### Aim
Take the line containing "For the arched" and every line after it in the data below, and print them exactly as given, with nothing else.

--- start of Material provided ---

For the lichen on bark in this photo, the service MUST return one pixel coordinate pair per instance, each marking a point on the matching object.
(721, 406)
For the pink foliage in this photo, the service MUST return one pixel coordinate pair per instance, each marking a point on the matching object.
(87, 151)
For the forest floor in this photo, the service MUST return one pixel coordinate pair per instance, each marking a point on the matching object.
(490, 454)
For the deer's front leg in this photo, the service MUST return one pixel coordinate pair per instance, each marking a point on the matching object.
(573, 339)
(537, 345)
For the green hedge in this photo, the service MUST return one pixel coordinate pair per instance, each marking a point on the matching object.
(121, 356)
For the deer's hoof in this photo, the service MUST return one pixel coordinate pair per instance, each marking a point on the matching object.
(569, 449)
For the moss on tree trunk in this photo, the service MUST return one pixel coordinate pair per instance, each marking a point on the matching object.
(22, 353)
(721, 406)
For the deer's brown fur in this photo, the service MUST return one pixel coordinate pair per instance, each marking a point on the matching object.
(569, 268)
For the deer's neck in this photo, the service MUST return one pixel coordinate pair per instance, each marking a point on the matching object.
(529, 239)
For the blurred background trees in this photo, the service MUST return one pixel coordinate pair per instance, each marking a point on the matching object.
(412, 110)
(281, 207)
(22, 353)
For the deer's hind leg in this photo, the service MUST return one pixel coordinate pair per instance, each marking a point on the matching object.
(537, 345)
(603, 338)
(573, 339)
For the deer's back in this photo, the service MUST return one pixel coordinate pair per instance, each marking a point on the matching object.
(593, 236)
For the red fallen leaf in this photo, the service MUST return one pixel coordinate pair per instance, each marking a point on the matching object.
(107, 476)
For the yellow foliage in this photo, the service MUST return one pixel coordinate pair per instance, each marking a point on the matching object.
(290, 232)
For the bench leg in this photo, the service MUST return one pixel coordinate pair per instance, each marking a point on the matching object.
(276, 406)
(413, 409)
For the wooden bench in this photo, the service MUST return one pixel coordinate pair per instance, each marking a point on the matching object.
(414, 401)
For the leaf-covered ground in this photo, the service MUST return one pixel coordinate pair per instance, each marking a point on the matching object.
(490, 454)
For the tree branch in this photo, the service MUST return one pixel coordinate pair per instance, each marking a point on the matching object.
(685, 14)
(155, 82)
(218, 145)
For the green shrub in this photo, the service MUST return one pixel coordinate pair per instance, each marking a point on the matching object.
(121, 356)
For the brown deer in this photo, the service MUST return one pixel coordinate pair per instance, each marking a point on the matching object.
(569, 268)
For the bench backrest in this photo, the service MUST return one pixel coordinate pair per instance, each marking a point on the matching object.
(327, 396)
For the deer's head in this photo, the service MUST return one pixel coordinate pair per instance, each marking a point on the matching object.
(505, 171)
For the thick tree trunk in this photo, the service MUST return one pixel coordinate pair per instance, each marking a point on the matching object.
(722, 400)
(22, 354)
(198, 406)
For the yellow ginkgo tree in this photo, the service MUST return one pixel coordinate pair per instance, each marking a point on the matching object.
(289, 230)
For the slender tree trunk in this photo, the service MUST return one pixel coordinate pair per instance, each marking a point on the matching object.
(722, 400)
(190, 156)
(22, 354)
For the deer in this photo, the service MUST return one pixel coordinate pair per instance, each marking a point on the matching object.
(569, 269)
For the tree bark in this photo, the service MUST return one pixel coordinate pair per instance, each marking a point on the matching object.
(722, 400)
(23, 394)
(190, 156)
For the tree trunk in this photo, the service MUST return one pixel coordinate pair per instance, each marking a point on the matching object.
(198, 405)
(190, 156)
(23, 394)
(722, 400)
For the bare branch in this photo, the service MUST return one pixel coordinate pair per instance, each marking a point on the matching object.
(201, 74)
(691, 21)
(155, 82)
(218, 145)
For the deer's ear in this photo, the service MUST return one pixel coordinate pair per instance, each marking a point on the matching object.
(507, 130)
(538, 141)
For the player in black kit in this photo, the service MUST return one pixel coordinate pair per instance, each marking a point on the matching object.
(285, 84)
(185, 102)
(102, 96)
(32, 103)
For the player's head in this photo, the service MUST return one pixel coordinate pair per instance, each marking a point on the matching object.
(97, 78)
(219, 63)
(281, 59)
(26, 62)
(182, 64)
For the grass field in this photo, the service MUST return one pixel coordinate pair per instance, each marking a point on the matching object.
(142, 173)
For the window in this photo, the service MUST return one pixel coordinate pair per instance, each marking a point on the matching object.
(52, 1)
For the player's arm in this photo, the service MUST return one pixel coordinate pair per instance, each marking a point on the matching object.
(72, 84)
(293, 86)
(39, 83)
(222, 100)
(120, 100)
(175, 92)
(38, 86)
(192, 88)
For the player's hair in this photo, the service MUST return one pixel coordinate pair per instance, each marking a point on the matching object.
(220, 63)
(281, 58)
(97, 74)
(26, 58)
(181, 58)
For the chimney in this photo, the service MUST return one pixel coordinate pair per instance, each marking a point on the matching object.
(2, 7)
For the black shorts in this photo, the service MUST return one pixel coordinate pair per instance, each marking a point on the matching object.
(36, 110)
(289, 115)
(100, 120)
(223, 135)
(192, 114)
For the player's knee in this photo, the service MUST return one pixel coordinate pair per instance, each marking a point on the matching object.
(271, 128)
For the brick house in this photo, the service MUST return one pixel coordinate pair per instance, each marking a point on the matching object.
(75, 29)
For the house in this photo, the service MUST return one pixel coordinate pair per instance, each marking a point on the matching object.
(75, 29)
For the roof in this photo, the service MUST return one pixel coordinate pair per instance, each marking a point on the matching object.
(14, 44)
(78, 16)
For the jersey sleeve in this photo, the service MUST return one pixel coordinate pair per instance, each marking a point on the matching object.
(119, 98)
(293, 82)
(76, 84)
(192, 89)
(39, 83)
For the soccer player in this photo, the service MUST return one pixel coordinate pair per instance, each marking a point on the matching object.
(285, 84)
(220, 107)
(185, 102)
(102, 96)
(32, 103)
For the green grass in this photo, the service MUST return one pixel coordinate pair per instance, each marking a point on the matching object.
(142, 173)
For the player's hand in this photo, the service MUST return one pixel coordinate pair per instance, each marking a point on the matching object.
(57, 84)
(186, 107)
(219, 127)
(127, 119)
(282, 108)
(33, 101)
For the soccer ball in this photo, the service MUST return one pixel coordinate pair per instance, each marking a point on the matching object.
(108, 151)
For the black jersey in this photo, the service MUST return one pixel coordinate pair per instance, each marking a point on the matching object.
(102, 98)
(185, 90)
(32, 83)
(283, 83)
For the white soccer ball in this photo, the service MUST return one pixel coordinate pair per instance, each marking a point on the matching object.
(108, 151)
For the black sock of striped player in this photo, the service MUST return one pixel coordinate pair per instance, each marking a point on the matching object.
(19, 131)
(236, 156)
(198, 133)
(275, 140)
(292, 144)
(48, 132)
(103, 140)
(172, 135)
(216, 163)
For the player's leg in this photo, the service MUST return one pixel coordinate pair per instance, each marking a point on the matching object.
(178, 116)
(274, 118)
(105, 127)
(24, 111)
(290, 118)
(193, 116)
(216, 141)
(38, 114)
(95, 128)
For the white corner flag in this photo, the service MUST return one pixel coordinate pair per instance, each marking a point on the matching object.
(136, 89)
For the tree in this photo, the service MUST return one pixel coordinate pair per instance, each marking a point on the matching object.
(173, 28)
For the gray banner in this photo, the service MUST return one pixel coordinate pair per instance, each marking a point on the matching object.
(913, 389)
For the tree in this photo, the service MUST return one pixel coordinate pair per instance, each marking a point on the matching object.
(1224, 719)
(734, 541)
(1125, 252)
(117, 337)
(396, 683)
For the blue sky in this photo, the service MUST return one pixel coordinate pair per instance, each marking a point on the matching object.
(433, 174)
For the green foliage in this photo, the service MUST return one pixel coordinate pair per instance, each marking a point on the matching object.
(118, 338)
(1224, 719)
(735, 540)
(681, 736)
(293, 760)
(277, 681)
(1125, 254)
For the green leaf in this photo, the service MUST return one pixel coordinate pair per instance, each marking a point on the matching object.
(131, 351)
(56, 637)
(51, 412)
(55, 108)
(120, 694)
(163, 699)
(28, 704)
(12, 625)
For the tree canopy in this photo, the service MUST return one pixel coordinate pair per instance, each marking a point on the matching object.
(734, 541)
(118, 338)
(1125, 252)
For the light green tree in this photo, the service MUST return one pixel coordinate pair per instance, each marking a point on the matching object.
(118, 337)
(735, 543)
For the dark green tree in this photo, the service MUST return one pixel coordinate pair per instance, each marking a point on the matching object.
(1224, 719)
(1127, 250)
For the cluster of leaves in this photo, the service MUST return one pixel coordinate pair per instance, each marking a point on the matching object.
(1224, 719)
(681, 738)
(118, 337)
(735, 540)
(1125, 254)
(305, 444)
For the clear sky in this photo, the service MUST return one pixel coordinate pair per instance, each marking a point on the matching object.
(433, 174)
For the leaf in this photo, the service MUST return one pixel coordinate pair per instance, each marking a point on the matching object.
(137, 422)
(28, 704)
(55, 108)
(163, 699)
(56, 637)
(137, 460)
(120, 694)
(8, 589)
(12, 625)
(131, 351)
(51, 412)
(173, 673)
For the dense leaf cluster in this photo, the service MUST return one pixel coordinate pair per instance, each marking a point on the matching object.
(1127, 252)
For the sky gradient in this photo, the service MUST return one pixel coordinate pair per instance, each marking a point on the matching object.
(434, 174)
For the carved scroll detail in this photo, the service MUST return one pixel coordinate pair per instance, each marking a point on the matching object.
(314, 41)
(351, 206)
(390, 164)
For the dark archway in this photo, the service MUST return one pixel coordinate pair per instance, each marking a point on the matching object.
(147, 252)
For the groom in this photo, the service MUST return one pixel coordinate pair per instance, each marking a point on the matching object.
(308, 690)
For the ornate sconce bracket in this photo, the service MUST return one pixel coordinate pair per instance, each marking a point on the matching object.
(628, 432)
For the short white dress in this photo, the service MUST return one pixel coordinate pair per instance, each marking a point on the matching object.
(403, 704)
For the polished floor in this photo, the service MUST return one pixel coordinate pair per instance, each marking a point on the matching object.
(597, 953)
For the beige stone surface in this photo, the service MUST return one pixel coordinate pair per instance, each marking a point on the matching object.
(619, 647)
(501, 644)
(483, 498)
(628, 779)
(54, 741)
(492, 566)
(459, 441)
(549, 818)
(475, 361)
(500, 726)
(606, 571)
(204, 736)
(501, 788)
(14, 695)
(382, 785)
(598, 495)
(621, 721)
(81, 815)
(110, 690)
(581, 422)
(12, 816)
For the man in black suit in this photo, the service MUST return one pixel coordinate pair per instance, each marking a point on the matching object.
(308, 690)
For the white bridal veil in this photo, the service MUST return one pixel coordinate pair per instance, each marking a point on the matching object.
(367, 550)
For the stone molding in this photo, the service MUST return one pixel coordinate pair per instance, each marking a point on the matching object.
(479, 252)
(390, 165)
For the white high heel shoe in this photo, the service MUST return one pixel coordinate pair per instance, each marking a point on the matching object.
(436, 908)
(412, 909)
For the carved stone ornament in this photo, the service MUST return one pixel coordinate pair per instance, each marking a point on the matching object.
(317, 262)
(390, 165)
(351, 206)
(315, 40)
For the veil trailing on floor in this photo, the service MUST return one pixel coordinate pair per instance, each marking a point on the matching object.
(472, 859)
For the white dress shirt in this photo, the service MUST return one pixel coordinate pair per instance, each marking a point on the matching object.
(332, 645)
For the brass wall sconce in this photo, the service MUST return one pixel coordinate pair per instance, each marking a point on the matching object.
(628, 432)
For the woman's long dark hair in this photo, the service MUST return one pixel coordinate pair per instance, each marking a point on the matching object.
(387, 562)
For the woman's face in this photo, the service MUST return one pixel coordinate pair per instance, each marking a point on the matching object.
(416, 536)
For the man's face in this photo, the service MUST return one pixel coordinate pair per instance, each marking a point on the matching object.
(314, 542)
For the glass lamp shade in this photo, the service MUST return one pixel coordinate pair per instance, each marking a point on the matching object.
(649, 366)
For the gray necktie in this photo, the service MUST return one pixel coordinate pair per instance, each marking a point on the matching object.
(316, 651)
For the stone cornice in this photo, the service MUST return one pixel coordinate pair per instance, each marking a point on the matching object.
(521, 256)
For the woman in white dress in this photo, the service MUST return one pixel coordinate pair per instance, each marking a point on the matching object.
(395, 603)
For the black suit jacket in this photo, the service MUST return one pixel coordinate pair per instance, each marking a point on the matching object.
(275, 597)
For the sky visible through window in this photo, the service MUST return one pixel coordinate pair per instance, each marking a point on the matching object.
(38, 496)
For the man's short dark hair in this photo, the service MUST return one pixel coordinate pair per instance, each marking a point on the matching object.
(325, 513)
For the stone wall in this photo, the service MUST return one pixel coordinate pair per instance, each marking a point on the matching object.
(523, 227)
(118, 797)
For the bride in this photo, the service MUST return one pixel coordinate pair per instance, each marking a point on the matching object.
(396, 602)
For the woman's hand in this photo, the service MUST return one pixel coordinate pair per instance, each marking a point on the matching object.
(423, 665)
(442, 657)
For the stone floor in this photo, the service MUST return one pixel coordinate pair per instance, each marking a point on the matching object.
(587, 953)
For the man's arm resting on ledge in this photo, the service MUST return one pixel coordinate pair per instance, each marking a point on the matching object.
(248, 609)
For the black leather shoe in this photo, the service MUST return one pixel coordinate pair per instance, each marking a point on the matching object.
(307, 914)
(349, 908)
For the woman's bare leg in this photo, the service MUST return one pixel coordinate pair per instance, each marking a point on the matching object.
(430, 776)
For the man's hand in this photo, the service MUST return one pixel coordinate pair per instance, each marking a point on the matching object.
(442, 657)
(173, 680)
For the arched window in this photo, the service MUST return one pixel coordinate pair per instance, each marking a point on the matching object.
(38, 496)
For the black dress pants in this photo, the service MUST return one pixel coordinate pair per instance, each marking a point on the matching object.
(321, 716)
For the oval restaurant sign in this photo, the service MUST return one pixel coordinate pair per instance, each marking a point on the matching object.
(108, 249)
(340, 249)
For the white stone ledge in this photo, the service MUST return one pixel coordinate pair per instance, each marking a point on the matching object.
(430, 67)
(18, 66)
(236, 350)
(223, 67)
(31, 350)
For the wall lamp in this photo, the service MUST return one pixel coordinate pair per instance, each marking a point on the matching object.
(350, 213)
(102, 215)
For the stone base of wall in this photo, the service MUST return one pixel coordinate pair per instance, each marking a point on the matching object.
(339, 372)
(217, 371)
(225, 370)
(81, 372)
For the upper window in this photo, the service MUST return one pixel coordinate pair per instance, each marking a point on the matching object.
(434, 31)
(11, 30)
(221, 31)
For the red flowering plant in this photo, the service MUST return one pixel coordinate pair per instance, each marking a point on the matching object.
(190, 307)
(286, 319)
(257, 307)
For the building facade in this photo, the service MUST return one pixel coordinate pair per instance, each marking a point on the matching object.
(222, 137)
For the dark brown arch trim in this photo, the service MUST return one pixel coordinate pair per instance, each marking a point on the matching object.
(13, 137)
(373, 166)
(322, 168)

--- end of Material provided ---

### Response for this exercise
For the arched window in this photo, the service MUST return one pixel coordinate pair per instance, each marking a point on the matching object.
(38, 496)
For the black dress pants in this photo, the service MUST return one pixel coordinate pair per instance, each marking a point on the matching object.
(321, 716)
For the oval restaurant sign in this photo, the service MUST return one pixel coordinate pair per instance, each marking a point on the matching object.
(108, 249)
(340, 249)
For the white stone ledge in this photo, the service MUST return one pixel coordinate pair per instance, each marking a point on the matching object.
(430, 67)
(18, 66)
(236, 350)
(223, 67)
(31, 350)
For the wall lamp in this photo, the service MUST return one pixel coordinate pair per instance, each marking a point on the matching object.
(350, 213)
(102, 215)
For the stone base of wall in this photo, the service MUST return one pixel coordinate pair per instance, each marking a point on the matching object.
(339, 372)
(217, 371)
(225, 370)
(81, 372)
For the upper window in this photo, the service MUST return one pixel coordinate pair per instance, each marking a point on the matching object.
(434, 31)
(11, 30)
(221, 31)
For the red flowering plant in this photo, the service MUST return one pixel coordinate pair per instance, each marking a point on the matching object.
(190, 307)
(286, 319)
(257, 307)
For the building facade in this photo, the service MUST return one pixel coordinate pair per instance, each marking a point on the matching object.
(222, 137)
For the dark brown arch trim in this photo, the service MUST return one pixel coordinate pair per instance, each marking a point on the matching object.
(13, 137)
(373, 166)
(322, 168)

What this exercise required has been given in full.